PROBLEM »
In the data, extract each line that holds the string "below".

AVAILABLE DATA »
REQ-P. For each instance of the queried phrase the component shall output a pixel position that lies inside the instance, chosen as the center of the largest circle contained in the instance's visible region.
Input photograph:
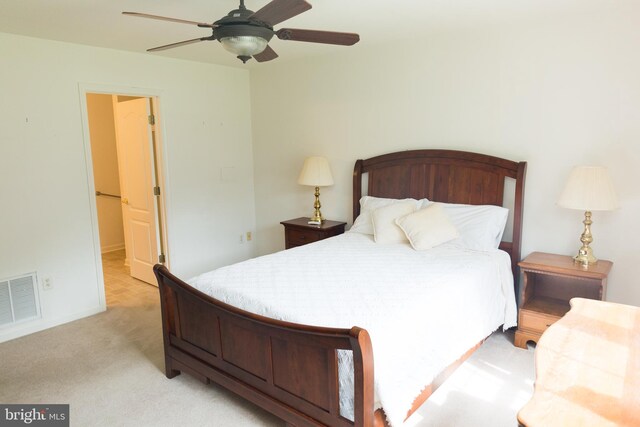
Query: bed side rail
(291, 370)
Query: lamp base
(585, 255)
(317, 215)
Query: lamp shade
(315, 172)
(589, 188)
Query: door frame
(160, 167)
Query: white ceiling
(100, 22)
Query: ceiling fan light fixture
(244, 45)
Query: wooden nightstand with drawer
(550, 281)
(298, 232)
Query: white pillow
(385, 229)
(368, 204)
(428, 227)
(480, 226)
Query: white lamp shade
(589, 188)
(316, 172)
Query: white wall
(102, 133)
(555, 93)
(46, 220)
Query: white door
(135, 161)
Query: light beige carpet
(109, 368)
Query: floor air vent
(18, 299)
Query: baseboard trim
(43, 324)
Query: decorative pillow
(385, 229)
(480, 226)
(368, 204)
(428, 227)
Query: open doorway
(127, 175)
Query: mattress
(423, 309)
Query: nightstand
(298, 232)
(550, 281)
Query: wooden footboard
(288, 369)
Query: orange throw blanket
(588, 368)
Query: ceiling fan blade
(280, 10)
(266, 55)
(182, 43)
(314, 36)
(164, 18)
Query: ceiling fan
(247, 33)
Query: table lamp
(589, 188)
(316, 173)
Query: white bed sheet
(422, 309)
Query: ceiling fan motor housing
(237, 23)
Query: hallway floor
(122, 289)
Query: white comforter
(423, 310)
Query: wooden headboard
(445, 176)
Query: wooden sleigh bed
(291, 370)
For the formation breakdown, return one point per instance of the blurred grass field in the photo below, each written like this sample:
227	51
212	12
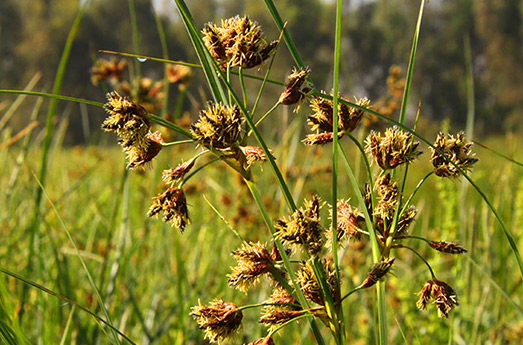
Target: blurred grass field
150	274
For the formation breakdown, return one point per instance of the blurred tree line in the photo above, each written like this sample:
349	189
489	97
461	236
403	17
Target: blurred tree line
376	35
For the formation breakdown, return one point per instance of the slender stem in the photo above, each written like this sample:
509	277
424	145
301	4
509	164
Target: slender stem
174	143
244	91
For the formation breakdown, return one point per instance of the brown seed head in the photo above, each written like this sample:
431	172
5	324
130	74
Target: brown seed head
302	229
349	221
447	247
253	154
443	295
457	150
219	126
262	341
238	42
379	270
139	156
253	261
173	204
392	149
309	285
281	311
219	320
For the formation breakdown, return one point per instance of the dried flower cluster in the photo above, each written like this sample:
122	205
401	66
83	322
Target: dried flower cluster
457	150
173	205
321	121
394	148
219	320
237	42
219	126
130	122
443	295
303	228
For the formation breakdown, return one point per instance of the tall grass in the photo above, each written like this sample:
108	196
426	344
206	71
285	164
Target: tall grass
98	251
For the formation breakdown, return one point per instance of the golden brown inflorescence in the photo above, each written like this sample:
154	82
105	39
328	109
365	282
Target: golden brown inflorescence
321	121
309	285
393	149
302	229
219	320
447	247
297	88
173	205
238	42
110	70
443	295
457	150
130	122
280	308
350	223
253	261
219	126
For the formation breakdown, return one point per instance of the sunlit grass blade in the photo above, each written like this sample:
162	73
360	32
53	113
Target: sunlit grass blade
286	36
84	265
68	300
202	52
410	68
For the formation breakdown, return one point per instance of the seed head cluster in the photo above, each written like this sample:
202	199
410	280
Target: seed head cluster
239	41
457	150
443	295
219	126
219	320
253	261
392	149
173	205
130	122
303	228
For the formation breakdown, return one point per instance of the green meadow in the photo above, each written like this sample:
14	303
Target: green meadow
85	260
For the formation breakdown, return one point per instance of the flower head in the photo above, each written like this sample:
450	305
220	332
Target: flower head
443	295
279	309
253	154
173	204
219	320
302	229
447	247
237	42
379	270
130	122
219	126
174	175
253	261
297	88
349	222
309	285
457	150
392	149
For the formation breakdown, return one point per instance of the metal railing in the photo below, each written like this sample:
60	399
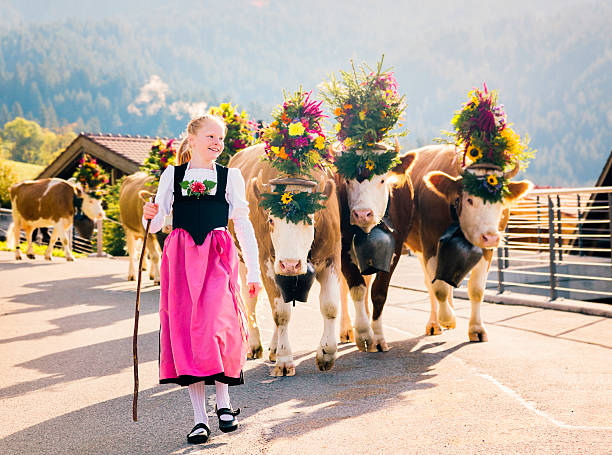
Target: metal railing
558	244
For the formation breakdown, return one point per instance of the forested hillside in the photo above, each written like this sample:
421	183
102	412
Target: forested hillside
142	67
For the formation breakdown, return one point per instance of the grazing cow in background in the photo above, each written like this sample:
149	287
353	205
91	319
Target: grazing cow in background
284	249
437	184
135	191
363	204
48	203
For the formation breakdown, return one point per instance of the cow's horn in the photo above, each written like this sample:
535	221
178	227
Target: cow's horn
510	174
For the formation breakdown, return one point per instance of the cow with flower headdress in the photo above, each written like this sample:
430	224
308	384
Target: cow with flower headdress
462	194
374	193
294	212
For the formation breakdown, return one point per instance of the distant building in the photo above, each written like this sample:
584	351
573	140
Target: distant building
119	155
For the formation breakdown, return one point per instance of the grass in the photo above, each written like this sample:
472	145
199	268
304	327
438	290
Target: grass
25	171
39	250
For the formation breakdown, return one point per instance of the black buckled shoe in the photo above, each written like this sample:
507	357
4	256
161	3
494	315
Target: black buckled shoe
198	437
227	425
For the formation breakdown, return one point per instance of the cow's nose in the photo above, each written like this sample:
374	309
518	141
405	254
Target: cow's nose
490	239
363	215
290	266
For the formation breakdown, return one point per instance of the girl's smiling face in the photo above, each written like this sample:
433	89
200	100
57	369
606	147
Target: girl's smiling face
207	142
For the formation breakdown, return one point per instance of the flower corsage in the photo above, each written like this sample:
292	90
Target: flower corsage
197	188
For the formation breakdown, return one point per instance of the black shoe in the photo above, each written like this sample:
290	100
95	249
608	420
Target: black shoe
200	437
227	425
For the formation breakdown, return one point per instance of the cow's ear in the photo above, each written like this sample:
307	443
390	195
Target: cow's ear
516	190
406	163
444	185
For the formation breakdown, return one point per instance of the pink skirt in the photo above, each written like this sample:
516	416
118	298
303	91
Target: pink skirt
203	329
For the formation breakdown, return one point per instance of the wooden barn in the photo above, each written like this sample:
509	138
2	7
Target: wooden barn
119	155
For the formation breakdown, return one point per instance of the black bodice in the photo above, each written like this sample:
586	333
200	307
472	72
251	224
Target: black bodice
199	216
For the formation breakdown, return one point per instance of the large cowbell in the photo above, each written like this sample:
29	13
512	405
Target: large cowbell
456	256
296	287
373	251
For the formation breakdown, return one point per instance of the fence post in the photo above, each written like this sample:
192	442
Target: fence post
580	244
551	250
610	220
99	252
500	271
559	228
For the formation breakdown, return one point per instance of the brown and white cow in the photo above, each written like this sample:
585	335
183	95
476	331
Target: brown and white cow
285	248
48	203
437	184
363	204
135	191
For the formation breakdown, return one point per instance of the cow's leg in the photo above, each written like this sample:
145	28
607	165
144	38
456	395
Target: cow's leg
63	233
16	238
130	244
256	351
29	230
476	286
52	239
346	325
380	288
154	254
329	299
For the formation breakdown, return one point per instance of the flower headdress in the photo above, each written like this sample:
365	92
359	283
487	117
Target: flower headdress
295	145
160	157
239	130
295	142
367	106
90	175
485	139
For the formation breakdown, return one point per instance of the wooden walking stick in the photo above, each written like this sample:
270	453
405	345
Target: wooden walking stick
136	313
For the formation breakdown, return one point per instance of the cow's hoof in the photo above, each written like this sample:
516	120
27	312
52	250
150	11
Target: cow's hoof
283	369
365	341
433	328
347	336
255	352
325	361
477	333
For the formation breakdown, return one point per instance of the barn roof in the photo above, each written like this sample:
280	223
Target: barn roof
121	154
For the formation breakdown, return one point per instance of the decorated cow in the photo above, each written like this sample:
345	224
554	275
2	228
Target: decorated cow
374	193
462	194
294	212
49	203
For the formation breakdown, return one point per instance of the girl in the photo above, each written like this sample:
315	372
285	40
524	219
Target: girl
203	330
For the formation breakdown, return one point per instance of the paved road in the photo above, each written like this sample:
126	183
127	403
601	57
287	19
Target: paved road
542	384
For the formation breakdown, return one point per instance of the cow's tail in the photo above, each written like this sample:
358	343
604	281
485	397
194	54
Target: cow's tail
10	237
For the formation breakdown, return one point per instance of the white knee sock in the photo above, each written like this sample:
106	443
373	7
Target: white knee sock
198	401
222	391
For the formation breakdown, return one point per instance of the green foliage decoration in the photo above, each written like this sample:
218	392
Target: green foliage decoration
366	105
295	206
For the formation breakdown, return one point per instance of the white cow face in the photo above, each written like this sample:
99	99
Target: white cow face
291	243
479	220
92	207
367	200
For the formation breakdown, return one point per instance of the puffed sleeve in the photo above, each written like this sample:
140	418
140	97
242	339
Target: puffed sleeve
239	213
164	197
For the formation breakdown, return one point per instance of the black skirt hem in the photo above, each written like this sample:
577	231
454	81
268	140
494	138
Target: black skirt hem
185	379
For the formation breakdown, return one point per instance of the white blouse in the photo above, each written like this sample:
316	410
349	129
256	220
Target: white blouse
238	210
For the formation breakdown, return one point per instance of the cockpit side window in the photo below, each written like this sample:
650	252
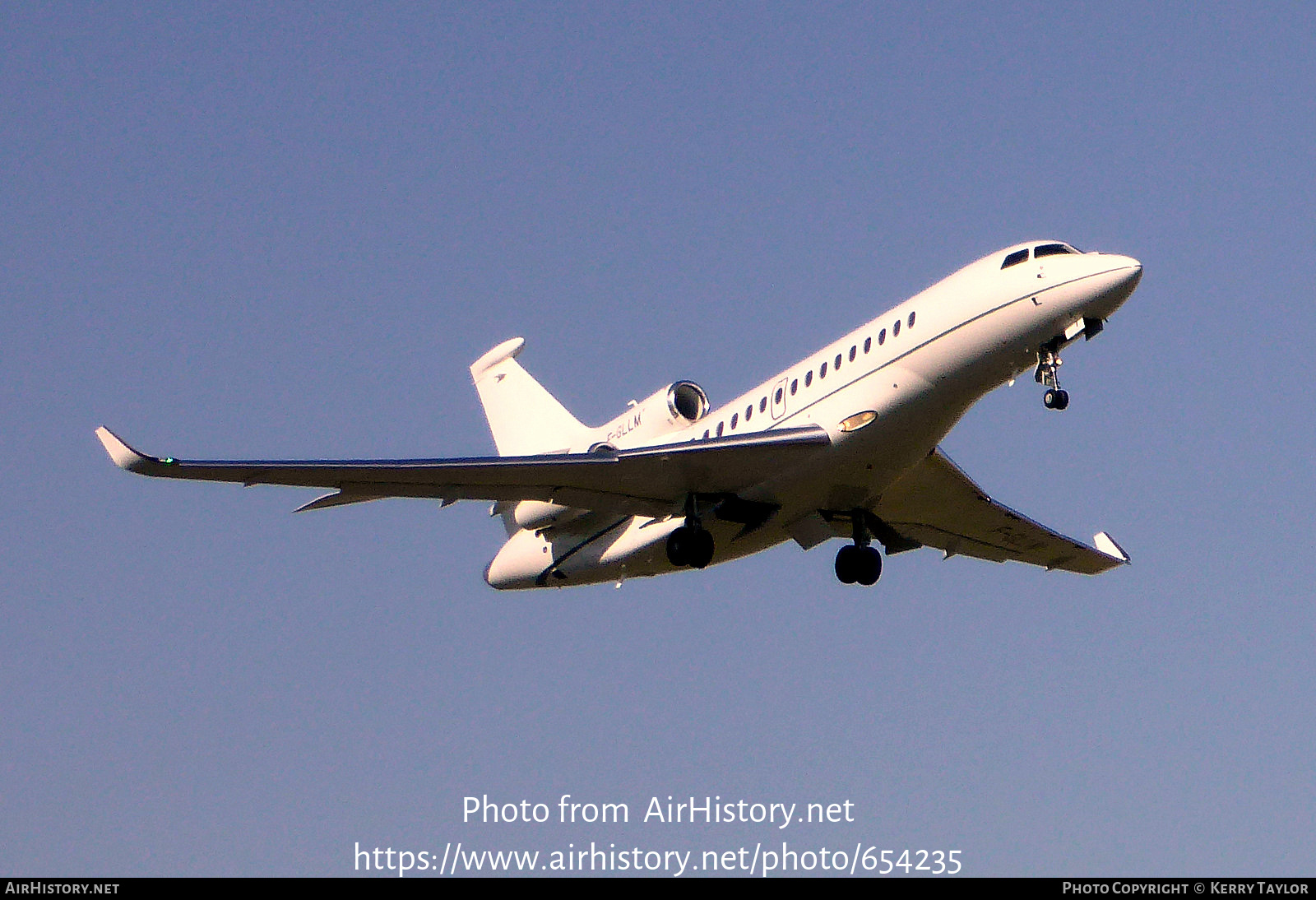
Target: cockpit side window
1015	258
...
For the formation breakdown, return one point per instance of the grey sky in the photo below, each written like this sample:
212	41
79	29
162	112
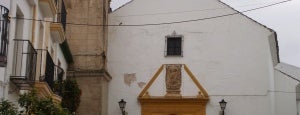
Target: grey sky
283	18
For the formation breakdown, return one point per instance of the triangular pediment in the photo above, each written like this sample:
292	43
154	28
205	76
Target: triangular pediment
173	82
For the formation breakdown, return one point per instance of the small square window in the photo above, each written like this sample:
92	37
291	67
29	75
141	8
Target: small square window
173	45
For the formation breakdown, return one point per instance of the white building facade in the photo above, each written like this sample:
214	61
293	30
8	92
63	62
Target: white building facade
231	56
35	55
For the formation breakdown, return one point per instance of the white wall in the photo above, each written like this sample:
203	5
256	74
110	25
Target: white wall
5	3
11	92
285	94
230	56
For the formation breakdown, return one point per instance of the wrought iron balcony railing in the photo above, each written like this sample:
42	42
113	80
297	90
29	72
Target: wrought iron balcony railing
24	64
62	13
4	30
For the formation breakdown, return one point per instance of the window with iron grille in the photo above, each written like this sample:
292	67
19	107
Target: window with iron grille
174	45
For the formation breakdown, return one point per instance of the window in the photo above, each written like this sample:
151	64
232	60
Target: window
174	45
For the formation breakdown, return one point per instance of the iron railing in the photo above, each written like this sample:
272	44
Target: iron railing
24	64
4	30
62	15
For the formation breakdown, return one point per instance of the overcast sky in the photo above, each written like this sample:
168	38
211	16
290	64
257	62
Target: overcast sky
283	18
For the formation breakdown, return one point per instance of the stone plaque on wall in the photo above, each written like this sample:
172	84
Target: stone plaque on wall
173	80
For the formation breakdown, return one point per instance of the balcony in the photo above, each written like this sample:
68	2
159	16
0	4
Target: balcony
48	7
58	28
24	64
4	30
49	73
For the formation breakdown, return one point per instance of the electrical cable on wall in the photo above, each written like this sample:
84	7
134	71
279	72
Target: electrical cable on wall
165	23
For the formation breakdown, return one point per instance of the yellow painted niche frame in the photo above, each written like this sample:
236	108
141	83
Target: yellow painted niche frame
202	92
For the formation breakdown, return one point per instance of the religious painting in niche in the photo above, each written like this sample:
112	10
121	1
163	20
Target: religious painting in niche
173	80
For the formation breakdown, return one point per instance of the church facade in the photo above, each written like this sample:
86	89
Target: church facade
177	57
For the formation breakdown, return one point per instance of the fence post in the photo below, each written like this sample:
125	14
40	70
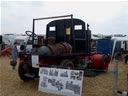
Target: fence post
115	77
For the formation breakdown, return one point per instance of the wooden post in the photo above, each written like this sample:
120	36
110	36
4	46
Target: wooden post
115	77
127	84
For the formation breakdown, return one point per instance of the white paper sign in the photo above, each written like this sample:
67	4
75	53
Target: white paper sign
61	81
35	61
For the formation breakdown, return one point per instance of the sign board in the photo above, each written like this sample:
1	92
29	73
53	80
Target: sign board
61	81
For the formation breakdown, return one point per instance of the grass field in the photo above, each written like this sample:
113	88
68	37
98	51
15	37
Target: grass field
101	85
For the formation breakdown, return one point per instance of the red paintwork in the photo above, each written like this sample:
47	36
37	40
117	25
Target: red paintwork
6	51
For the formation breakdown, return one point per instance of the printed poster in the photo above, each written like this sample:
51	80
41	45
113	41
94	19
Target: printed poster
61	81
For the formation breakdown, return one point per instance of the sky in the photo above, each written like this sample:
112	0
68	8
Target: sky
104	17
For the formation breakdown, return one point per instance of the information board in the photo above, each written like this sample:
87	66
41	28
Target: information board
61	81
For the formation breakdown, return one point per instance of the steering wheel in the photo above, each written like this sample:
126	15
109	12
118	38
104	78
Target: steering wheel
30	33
--
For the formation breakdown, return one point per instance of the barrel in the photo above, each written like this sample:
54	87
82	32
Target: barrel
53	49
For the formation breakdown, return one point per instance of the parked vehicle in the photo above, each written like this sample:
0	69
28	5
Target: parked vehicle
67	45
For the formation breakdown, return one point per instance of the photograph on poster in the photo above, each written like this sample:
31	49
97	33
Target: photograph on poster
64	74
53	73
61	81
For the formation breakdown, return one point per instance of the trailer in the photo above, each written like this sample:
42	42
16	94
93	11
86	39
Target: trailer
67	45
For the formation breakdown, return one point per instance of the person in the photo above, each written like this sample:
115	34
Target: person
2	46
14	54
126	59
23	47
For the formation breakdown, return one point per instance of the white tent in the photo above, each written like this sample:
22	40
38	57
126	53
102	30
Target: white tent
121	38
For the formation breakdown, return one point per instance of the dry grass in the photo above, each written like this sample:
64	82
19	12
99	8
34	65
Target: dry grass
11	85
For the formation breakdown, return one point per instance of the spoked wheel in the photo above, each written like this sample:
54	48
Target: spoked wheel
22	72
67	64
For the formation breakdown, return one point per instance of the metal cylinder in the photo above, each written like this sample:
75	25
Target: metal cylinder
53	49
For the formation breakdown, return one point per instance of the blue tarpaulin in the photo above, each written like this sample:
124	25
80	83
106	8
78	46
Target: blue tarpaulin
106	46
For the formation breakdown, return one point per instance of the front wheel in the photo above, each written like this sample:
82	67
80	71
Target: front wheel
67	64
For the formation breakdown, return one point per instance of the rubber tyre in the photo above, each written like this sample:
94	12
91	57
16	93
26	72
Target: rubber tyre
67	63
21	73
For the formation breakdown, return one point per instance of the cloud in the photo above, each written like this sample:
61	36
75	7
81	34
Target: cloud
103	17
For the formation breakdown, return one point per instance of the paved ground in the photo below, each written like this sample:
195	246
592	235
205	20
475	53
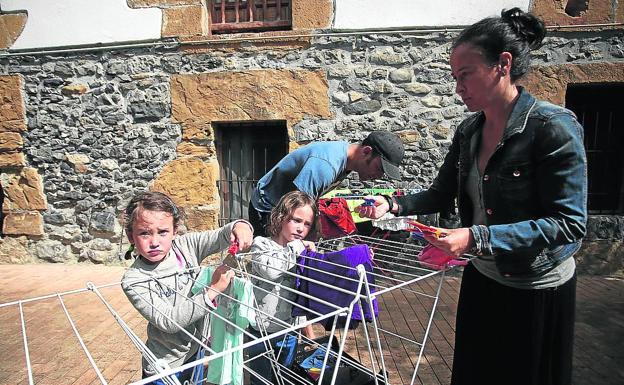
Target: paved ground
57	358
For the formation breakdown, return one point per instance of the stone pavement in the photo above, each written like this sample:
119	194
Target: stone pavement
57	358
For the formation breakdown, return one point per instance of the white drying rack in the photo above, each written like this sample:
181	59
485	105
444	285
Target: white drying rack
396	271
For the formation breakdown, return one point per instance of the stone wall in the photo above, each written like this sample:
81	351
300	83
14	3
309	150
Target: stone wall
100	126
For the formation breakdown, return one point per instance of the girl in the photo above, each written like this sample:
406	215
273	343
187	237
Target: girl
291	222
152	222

ANSWER FOR THE TASK »
For the formation breakdown, return one point per instance of the blurred grass field in the photo below, each written like this sample:
For the formation breakdown, return one point per instance of the metal railing in the photo below, each written like this sample:
For the formation breakdown, return one point per instance of the cockpit side window in the photo below, each written like this sample:
For the formation breakdown, return one point per instance of the grey sky in the photo below, each written like this sample:
For the formation breakdown, return one point per instance of the fence post in the photo below, each written like this sample:
For the formation breakdown, return one point per instance of the paved ground in the photo below, each written like this sample:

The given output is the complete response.